▶ [STATED PROBLEM]
Find each line in the material below that contains the word "white" and copy those lines.

▶ [ENTRIES SHOWN]
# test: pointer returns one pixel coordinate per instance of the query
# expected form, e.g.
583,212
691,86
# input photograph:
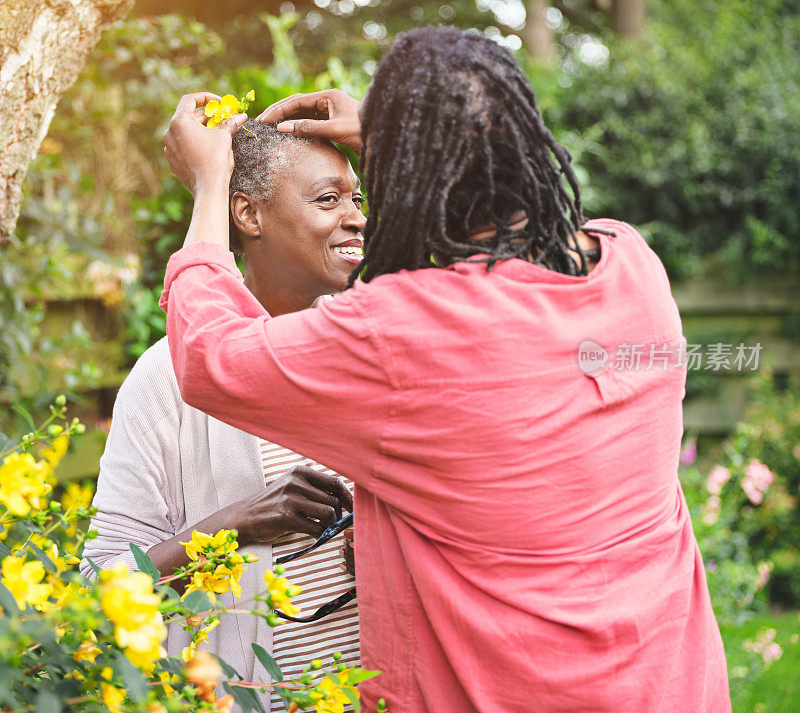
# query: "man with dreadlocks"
==
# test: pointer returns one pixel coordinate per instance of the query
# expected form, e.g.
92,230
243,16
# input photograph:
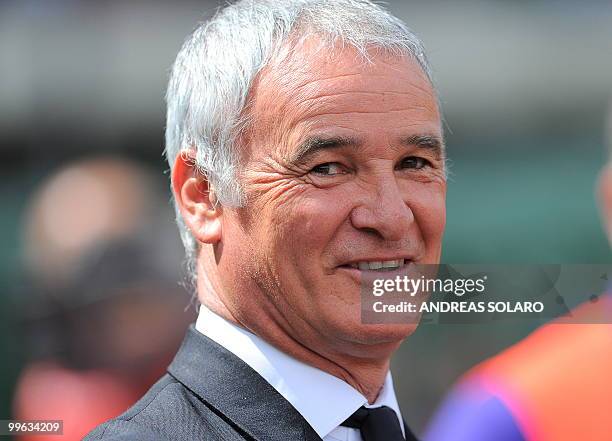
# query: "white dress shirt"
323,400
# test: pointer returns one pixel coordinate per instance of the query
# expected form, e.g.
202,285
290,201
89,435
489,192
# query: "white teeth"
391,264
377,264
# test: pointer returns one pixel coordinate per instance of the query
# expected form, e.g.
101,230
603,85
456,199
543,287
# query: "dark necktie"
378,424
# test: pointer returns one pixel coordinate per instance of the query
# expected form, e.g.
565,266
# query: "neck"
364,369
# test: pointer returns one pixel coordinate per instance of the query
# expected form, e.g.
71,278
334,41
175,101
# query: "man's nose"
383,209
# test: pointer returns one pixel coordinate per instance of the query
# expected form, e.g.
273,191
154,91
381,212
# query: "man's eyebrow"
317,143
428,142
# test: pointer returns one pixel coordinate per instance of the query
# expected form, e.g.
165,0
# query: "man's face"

▶ [TASK RESULT]
# query: "white dress shirt"
# query: "white teeth"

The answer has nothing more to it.